** Stated problem **
Count how many lines in the records below contain the string "grey", treating uppercase and lowercase letters as different. Reply with the number alone.

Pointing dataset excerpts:
<<<<

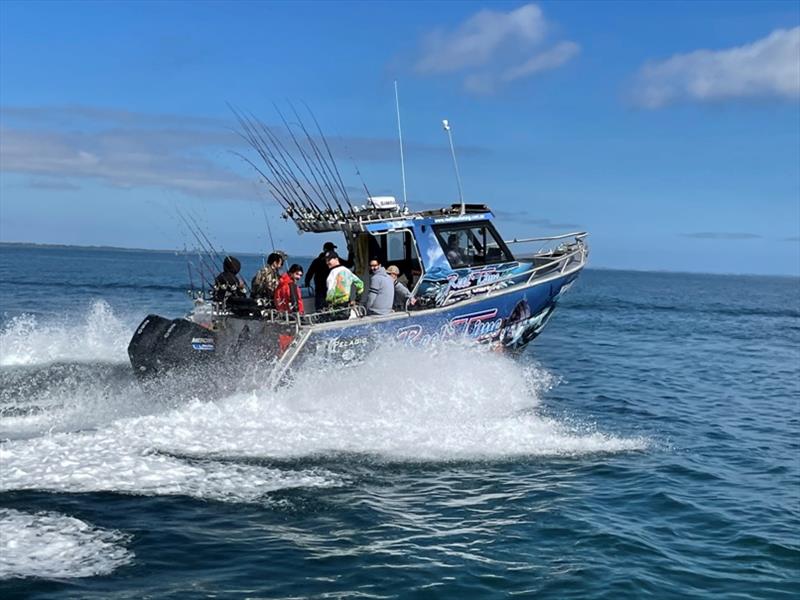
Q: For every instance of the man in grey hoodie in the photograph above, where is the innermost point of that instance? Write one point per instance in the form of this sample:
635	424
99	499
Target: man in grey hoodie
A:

>>>>
<<<<

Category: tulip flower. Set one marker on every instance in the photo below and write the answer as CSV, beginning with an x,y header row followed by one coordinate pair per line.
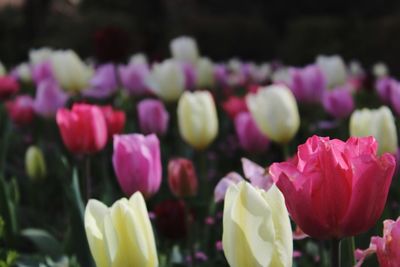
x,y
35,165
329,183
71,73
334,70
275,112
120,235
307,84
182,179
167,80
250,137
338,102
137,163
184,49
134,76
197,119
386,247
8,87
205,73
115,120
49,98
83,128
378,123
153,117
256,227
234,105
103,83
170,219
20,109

>>>>

** Expected answer **
2